| WHAT YOU ARE ASKED TO DO |
Lay out the part of the records that opens with the line containing "Outline every instance of the **grass**" and closes with the line containing "155 83 L 132" as a Markdown table with the columns Row and Line, numbering each nonblank line in order and leaving out blank lines.

| RECORDED DATA |
/---

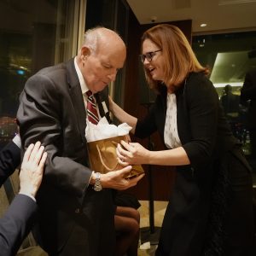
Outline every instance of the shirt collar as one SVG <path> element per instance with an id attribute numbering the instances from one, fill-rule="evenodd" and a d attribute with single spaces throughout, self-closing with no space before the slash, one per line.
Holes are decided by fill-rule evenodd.
<path id="1" fill-rule="evenodd" d="M 83 77 L 83 74 L 80 71 L 80 68 L 77 63 L 77 57 L 74 58 L 74 66 L 75 66 L 75 69 L 76 69 L 76 72 L 77 72 L 77 74 L 79 76 L 79 83 L 80 83 L 80 86 L 81 86 L 81 90 L 82 90 L 82 93 L 83 95 L 84 95 L 88 90 L 88 87 L 85 84 L 85 81 L 84 81 L 84 79 Z"/>

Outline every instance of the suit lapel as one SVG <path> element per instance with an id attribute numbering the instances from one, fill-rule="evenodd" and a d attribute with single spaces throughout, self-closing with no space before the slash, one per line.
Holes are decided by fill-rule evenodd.
<path id="1" fill-rule="evenodd" d="M 108 123 L 111 123 L 109 116 L 109 106 L 108 106 L 108 89 L 106 87 L 102 92 L 95 94 L 95 98 L 98 104 L 99 112 L 101 117 L 106 117 Z"/>
<path id="2" fill-rule="evenodd" d="M 76 119 L 80 131 L 82 141 L 85 143 L 86 110 L 83 99 L 82 90 L 79 77 L 74 67 L 74 60 L 71 59 L 67 63 L 67 82 L 69 93 L 73 108 L 76 110 Z"/>

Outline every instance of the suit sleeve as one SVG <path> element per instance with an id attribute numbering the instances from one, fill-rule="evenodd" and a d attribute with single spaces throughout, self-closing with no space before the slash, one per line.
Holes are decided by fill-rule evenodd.
<path id="1" fill-rule="evenodd" d="M 63 86 L 64 83 L 67 84 L 64 79 L 63 82 L 59 82 Z M 48 156 L 43 183 L 47 182 L 68 194 L 83 196 L 91 172 L 65 155 L 64 152 L 67 152 L 68 147 L 72 148 L 68 148 L 70 152 L 78 150 L 73 148 L 74 145 L 63 144 L 65 135 L 76 132 L 68 131 L 71 127 L 65 123 L 68 117 L 63 116 L 63 109 L 72 108 L 73 105 L 67 96 L 68 93 L 65 95 L 63 90 L 44 74 L 28 79 L 20 95 L 17 113 L 20 134 L 25 149 L 36 141 L 40 141 L 45 147 Z M 66 129 L 65 134 L 63 129 Z"/>
<path id="2" fill-rule="evenodd" d="M 20 164 L 20 149 L 13 142 L 7 144 L 0 152 L 0 186 Z"/>
<path id="3" fill-rule="evenodd" d="M 212 82 L 205 77 L 189 80 L 185 90 L 189 119 L 185 124 L 191 139 L 183 148 L 191 166 L 200 167 L 209 161 L 216 146 L 220 103 Z"/>
<path id="4" fill-rule="evenodd" d="M 1 255 L 15 255 L 35 221 L 37 204 L 25 195 L 17 195 L 0 219 Z"/>

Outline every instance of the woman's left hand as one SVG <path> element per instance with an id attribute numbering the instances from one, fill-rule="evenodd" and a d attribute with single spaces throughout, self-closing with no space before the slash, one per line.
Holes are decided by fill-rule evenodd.
<path id="1" fill-rule="evenodd" d="M 119 163 L 122 166 L 143 165 L 148 163 L 150 151 L 137 143 L 121 141 L 117 147 Z"/>

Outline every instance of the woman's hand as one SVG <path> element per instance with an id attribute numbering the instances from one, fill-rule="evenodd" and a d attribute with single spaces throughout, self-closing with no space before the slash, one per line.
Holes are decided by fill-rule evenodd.
<path id="1" fill-rule="evenodd" d="M 122 166 L 148 164 L 150 151 L 140 143 L 121 141 L 116 153 L 119 163 Z"/>

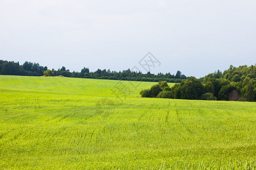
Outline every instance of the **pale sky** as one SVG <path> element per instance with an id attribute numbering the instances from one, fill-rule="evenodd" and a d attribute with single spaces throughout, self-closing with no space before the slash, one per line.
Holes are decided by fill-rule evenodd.
<path id="1" fill-rule="evenodd" d="M 256 63 L 255 0 L 0 0 L 0 60 L 199 78 Z"/>

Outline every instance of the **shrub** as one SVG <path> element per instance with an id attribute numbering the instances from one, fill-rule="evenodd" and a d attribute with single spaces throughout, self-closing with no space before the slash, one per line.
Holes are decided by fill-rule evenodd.
<path id="1" fill-rule="evenodd" d="M 216 100 L 217 97 L 212 93 L 206 93 L 202 95 L 201 99 L 204 100 Z"/>
<path id="2" fill-rule="evenodd" d="M 150 94 L 151 95 L 151 97 L 156 97 L 157 95 L 163 91 L 159 84 L 153 85 L 150 88 Z"/>
<path id="3" fill-rule="evenodd" d="M 142 90 L 139 94 L 142 97 L 151 97 L 151 94 L 149 89 Z"/>
<path id="4" fill-rule="evenodd" d="M 45 75 L 45 76 L 53 76 L 54 73 L 50 69 L 47 69 L 47 70 L 44 71 L 44 75 Z"/>
<path id="5" fill-rule="evenodd" d="M 158 95 L 156 96 L 157 98 L 167 98 L 167 99 L 174 99 L 172 96 L 171 92 L 169 91 L 163 91 L 160 92 Z"/>

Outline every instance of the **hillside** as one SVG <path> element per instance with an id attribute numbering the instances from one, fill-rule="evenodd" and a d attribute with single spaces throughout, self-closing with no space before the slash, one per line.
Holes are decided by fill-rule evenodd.
<path id="1" fill-rule="evenodd" d="M 255 103 L 137 97 L 155 83 L 133 83 L 0 75 L 0 169 L 256 168 Z"/>

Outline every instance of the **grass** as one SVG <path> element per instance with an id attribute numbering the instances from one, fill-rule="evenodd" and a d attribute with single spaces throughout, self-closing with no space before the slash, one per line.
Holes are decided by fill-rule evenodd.
<path id="1" fill-rule="evenodd" d="M 155 83 L 132 83 L 0 75 L 0 169 L 256 169 L 255 103 L 136 97 Z"/>

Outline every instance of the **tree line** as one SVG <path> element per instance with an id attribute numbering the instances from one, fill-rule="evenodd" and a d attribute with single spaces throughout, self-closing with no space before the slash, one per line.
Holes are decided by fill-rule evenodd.
<path id="1" fill-rule="evenodd" d="M 129 69 L 122 71 L 110 71 L 110 69 L 98 69 L 96 71 L 90 71 L 89 68 L 84 67 L 80 72 L 71 72 L 64 66 L 57 70 L 48 69 L 47 66 L 40 66 L 38 63 L 26 61 L 20 65 L 19 62 L 0 60 L 0 74 L 26 76 L 64 76 L 66 77 L 91 78 L 101 79 L 121 80 L 143 82 L 167 81 L 169 83 L 180 83 L 187 77 L 177 71 L 176 74 L 170 73 L 157 74 L 148 72 L 143 74 L 141 72 L 132 71 Z"/>
<path id="2" fill-rule="evenodd" d="M 201 79 L 190 77 L 172 87 L 160 82 L 140 94 L 142 97 L 256 101 L 256 65 L 230 65 L 223 73 L 218 70 Z"/>

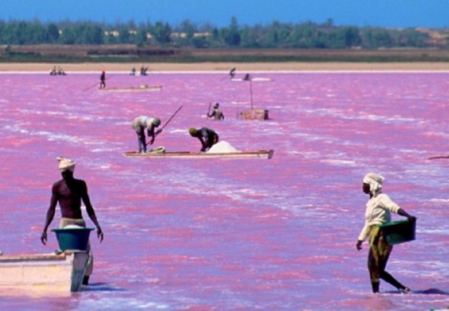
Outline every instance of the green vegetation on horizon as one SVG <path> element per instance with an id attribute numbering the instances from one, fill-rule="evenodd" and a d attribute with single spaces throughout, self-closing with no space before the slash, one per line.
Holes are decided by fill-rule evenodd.
<path id="1" fill-rule="evenodd" d="M 379 49 L 449 47 L 447 34 L 437 42 L 431 32 L 418 29 L 336 26 L 331 19 L 317 24 L 273 21 L 269 25 L 201 26 L 186 20 L 171 25 L 163 21 L 114 24 L 92 21 L 41 23 L 0 21 L 0 45 L 135 45 L 140 47 L 251 49 Z M 8 54 L 6 48 L 4 54 Z"/>

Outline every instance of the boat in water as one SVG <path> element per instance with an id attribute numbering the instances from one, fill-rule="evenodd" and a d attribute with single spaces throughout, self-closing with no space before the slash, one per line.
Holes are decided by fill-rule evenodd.
<path id="1" fill-rule="evenodd" d="M 274 151 L 259 150 L 255 151 L 234 151 L 234 152 L 190 152 L 190 151 L 151 151 L 149 152 L 140 153 L 137 151 L 127 151 L 124 153 L 126 157 L 137 158 L 170 158 L 182 159 L 271 159 Z"/>
<path id="2" fill-rule="evenodd" d="M 162 85 L 148 85 L 142 84 L 138 87 L 105 87 L 98 89 L 102 92 L 159 92 L 162 89 Z"/>

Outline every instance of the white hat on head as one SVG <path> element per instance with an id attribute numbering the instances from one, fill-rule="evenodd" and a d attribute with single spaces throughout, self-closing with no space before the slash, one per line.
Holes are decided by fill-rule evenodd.
<path id="1" fill-rule="evenodd" d="M 382 187 L 385 178 L 376 173 L 369 173 L 363 178 L 363 183 L 369 184 L 369 192 L 375 193 Z"/>
<path id="2" fill-rule="evenodd" d="M 59 171 L 63 172 L 65 171 L 74 171 L 75 170 L 75 162 L 72 159 L 67 159 L 64 157 L 58 157 L 56 160 L 59 162 L 58 169 Z"/>

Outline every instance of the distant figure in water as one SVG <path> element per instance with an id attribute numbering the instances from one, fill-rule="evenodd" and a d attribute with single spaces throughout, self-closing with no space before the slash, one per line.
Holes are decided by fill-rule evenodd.
<path id="1" fill-rule="evenodd" d="M 219 105 L 220 104 L 219 104 L 218 103 L 215 103 L 215 104 L 214 105 L 214 110 L 212 111 L 210 114 L 208 114 L 208 118 L 213 118 L 214 120 L 224 119 L 224 114 L 223 114 L 221 110 L 220 110 L 218 108 Z"/>
<path id="2" fill-rule="evenodd" d="M 229 78 L 232 79 L 235 76 L 235 68 L 232 68 L 230 72 L 229 72 Z"/>
<path id="3" fill-rule="evenodd" d="M 145 129 L 146 135 L 151 138 L 150 144 L 153 144 L 156 136 L 162 131 L 162 129 L 155 131 L 156 127 L 161 124 L 159 118 L 151 118 L 146 116 L 140 116 L 133 120 L 132 127 L 138 135 L 138 145 L 139 152 L 146 152 L 146 139 L 145 138 Z"/>
<path id="4" fill-rule="evenodd" d="M 360 233 L 355 247 L 362 249 L 362 244 L 369 238 L 368 270 L 371 281 L 373 292 L 379 292 L 380 279 L 395 286 L 399 292 L 408 292 L 410 288 L 401 284 L 385 270 L 393 246 L 387 244 L 378 225 L 391 222 L 391 212 L 406 217 L 409 222 L 416 221 L 401 208 L 390 197 L 382 192 L 384 178 L 379 174 L 369 173 L 363 178 L 362 189 L 369 195 L 365 212 L 365 224 Z"/>
<path id="5" fill-rule="evenodd" d="M 215 131 L 208 127 L 201 127 L 197 129 L 193 127 L 188 130 L 188 133 L 190 136 L 196 137 L 201 142 L 201 152 L 207 151 L 219 140 L 218 134 L 215 133 Z"/>
<path id="6" fill-rule="evenodd" d="M 44 245 L 47 244 L 47 230 L 54 217 L 58 203 L 59 203 L 62 215 L 59 222 L 59 228 L 64 228 L 69 225 L 86 228 L 86 223 L 81 213 L 81 201 L 83 201 L 86 206 L 86 211 L 89 217 L 95 224 L 97 228 L 97 236 L 100 239 L 100 242 L 102 242 L 103 241 L 103 232 L 100 227 L 100 224 L 95 215 L 95 211 L 91 204 L 87 193 L 86 182 L 74 178 L 75 162 L 73 160 L 63 157 L 58 157 L 57 160 L 59 162 L 58 168 L 63 179 L 53 184 L 52 186 L 52 198 L 50 199 L 50 207 L 47 211 L 45 224 L 41 235 L 41 242 Z M 89 278 L 94 269 L 94 257 L 92 256 L 90 243 L 87 245 L 87 250 L 89 252 L 90 258 L 83 280 L 84 285 L 89 284 Z"/>
<path id="7" fill-rule="evenodd" d="M 102 70 L 100 76 L 100 88 L 104 89 L 105 87 L 106 87 L 106 72 L 105 70 Z"/>

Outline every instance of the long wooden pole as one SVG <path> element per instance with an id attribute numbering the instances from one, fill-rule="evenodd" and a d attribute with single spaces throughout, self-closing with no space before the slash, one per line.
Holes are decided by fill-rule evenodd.
<path id="1" fill-rule="evenodd" d="M 250 92 L 251 93 L 251 110 L 252 110 L 252 82 L 250 80 Z"/>

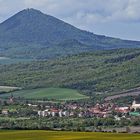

\---

| COMPLETE ANSWER |
| Row | Line |
|---|---|
| 1 | Outline every instance of the **grass** as one SVG <path> element per instance with an id attribute numbering the instances from one, fill-rule="evenodd" and a d attribute with single spaces throughout, self-closing with no space before the slash, one per line. |
| 2 | Holes are decided by fill-rule evenodd. |
| 3 | <path id="1" fill-rule="evenodd" d="M 155 83 L 132 83 L 0 75 L 0 169 L 256 169 L 255 103 L 136 97 Z"/> |